Personally, while it was entertaining, I think that amongst our own members, we could've done much better.....


----------



## texmaster (Aug 25, 2008)

I looked ahead. It looks like its on again at 2am CST


----------



## madammorrible (Aug 9, 2009)

Pumpkinprincess said:


> Where would you get one of those vinyl facades printed? I loved that idea.


PP, try Etsy. I just ordered some there and it was way cheaper then WallWords and such.


----------



## Pumpkinprincess (Aug 8, 2007)

These facades were 20+ ft tall and 25+ft wide. They had to be commercially made.


----------



## Ghost of Spookie (Sep 28, 2008)

texmaster said:


> I looked ahead. It looks like its on again at 2am CST



Here's the scheduled repeats for the show as posted on HGTV's website (*_West Coast DirecTV viewer_s--it airs 3 hours earlier than posted time, ie. 8pm=>5pm):


Halloween Block Party 2010

October 16, 2010 -- 8:00 PM e/p*
October 16, 2010 -- 3:00 AM e/p*
October 18, 2010 -- 9:00 PM e/p*
October 18, 2010 -- 12:00 AM e/p*
October 24, 2010 -- 9:00 PM e/p*
October 24, 2010 -- 12:00 AM e/p*


----------



## jenscats5 (Oct 16, 2010)

· · · · ·

* [Required tasks]
1. From the forum thread about the Halloween show, set down the passage between "PP, try Etsy." and "be commercially made.", inclusive.
2. List each scheduled airing, with its date and time, that the forum thread gives for Halloween Block Party 2010.
3. Write the next part of the forum thread about the Halloween show, beginning right after its final line.

* [Information shown]
· · · · ·

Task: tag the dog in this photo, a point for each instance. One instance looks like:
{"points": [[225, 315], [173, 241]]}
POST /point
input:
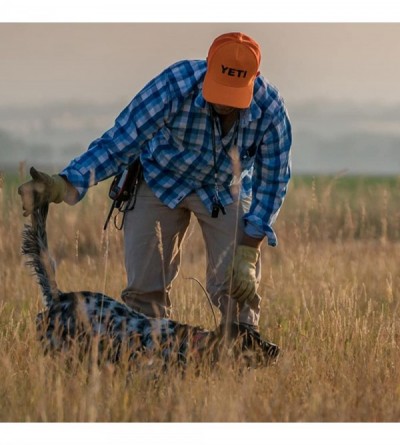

· · · · ·

* [Answers in order]
1.
PP, try Etsy. I just ordered some there and it was way cheaper then WallWords and such.


----------



## Pumpkinprincess (Aug 8, 2007)

These facades were 20+ ft tall and 25+ft wide. They had to be commercially made.

2.
October 16, 2010 at 8:00 PM e/p
October 16, 2010 at 3:00 AM e/p
October 18, 2010 at 9:00 PM e/p
October 18, 2010 at 12:00 AM e/p
October 24, 2010 at 9:00 PM e/p
October 24, 2010 at 12:00 AM e/p

3.
I recorded it overnight & watched it this morning.....they had some good ideas and what they did was pretty neat. The painted banner-type facades HAD to have been expensive as they were so big & had to be commercially made. The designer did mention that they were made from a photo she printed.

As for the talking head, it seemed to me that it was a prop owned by one of the construction guys to borrow for the design....


----------



## trentsketch (Aug 4, 2009)

There were some cool ideas, but overall I was bored to tears.

Well, there was an exception. That Day of the Dead haunt played out like a public safety message: don't use live animals in a haunt, don't put a gigantic heavy chandelier on a flimsy card table, don't mock cultural beliefs for the sake of Halloween, don't erect a small-fortune costing vinyl printout that can't possibly be stored after being cut for wind slits and stapled into an impossible to store support structure, don't do the same thing except with a giant vinyl print rolled out over the driveway, don't try to hang heavy things from a 30' tall tree, and don't hire a decorator who refuses to get her hands dirty while everyone else does all the work.

Though the creme de la creme of why would they encourage this behavior was taking a blow torch to pink foam insulation. I get sick if I use a hot wire cutter without a mask, glove, and goggles; I can only imagine what smells must come off of foam being doused in live flames for an effect that can better be achieved with spray paint or play sand.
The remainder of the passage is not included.